+++ Listed entries +++

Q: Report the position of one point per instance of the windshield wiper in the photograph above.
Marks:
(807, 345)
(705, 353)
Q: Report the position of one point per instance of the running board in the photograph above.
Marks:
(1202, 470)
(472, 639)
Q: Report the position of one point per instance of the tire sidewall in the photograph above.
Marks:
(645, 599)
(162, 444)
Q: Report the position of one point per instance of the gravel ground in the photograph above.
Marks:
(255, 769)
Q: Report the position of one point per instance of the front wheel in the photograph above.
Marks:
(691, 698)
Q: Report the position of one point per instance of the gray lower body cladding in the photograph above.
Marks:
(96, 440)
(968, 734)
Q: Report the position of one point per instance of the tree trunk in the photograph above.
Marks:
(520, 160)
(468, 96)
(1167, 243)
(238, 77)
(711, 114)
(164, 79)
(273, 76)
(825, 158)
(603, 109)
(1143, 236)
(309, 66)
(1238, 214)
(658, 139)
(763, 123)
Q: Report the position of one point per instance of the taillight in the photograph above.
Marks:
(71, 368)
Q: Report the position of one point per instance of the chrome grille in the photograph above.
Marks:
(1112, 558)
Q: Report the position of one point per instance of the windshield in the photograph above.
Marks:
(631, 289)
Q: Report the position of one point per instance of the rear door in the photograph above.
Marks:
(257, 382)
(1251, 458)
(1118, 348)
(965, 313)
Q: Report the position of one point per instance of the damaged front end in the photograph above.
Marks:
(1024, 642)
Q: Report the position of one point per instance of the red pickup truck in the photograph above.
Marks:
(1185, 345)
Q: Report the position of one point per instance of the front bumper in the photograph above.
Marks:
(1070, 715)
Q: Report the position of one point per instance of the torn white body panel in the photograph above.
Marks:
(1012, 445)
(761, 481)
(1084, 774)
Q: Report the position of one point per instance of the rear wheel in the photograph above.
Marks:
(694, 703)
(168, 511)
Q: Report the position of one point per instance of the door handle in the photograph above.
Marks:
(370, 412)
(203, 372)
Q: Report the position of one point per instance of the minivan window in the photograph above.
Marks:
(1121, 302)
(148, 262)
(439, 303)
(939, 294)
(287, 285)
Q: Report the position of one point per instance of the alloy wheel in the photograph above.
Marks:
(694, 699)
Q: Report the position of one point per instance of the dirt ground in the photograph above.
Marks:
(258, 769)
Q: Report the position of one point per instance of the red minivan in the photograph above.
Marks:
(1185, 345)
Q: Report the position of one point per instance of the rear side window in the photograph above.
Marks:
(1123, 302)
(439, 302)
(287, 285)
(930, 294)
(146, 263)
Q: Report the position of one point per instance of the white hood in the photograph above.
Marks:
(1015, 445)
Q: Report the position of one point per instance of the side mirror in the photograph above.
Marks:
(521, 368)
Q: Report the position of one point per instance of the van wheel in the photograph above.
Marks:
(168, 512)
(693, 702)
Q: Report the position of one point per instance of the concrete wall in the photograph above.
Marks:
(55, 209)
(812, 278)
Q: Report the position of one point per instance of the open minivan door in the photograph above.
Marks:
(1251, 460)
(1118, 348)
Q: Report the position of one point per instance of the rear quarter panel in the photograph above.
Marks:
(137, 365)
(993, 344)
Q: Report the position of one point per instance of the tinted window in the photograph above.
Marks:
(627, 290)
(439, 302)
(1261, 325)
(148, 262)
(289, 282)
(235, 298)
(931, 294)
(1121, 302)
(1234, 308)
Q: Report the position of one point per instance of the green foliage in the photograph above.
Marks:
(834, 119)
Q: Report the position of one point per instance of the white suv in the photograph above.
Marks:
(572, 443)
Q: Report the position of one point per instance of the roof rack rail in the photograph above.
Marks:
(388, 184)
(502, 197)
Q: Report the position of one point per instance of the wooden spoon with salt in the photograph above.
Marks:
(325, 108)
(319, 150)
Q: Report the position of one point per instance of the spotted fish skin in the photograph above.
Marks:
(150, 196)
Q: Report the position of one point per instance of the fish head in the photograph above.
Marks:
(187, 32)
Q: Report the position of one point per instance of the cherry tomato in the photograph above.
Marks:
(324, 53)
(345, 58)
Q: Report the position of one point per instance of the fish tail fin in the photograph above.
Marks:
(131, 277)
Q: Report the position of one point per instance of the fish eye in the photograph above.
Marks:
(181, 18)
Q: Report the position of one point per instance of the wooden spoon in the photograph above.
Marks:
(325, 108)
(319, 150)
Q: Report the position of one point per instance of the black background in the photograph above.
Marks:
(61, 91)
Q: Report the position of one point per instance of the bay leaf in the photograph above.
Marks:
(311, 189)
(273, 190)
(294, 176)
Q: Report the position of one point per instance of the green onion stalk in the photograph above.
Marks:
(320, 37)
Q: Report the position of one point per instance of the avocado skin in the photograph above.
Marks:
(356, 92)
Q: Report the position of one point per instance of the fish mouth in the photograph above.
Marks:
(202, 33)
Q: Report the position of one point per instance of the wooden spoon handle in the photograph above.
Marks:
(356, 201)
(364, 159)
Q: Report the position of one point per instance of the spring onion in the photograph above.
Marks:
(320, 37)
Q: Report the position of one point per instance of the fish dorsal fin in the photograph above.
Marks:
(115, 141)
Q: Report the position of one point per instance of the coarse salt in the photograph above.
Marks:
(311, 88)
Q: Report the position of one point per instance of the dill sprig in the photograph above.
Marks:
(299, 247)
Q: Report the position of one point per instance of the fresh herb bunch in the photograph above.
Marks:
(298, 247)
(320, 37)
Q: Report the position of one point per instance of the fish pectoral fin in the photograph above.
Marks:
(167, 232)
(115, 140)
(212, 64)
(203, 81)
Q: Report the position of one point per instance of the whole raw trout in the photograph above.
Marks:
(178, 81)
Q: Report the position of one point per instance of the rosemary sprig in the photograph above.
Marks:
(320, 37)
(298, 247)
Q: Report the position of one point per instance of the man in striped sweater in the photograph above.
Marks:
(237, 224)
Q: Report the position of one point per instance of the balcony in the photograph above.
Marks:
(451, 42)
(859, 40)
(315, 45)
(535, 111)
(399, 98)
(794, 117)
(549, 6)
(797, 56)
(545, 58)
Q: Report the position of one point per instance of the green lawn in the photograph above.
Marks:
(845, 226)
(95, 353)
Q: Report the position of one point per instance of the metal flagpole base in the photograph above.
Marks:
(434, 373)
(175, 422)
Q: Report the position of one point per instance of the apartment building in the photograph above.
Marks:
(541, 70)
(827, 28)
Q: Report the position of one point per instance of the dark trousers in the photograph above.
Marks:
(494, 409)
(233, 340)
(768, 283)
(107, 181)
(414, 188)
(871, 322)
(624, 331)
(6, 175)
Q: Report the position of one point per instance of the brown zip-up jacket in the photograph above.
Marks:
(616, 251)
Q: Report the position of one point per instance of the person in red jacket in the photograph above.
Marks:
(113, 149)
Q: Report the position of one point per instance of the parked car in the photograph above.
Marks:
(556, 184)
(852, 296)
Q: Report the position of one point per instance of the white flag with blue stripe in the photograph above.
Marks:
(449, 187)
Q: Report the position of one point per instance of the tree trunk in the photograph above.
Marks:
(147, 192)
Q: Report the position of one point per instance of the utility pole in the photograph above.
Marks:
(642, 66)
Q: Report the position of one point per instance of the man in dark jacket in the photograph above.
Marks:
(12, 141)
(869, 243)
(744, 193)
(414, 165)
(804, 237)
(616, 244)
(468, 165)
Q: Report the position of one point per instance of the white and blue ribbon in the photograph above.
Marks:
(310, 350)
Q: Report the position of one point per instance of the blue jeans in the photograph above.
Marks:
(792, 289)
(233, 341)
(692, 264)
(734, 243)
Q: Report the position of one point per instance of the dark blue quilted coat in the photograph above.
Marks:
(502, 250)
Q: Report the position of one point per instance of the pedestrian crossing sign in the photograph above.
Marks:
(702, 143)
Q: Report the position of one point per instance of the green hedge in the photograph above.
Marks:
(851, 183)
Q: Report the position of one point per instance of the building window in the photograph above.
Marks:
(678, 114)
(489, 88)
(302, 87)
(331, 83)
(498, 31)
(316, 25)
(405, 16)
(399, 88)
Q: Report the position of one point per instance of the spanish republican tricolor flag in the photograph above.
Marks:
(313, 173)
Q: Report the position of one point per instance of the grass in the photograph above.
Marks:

+++

Your task is to write out the lines from the one with "stripe in the photograph above." through the end of the records, exactly and with nothing added.

Q: Report the position of one point per instance of the white flag with blue stripe in the photograph above.
Marks:
(449, 187)
Q: Report the position of one point per instance of the tree trunk in the photograph above.
Marks:
(147, 192)
Q: Report the position of one point per instance of the utility pole in the photograph above.
Marks:
(642, 66)
Q: Report the position of one point per instance of the man in dark jacket in the photograph above.
Marks:
(12, 141)
(869, 243)
(744, 193)
(414, 165)
(804, 237)
(616, 244)
(468, 165)
Q: Report the position of one point per instance of the white and blue ribbon in the photograph above.
Marks:
(310, 350)
Q: Report the position of one point per instance of the blue jeans in the photograph above.
Marks:
(792, 289)
(233, 341)
(692, 264)
(734, 243)
Q: Report the position of one point per instance of the dark blue quilted coat in the photograph above.
Marks:
(502, 250)
Q: Report the position of one point per instance of the pedestrian crossing sign in the photograph above.
Marks:
(702, 143)
Q: Report the position of one point per instance of the green hedge in the photograph above.
Marks:
(851, 183)
Q: Report the position of one point per instance of the building window in the photograph above.
Marks:
(678, 114)
(489, 88)
(302, 87)
(331, 83)
(498, 31)
(316, 25)
(405, 16)
(399, 88)
Q: Report the position of one point per instance of the spanish republican tricolor flag in the photograph above.
Marks:
(313, 173)
Q: Report the position of one point per instance of the grass in the photograph above.
Marks:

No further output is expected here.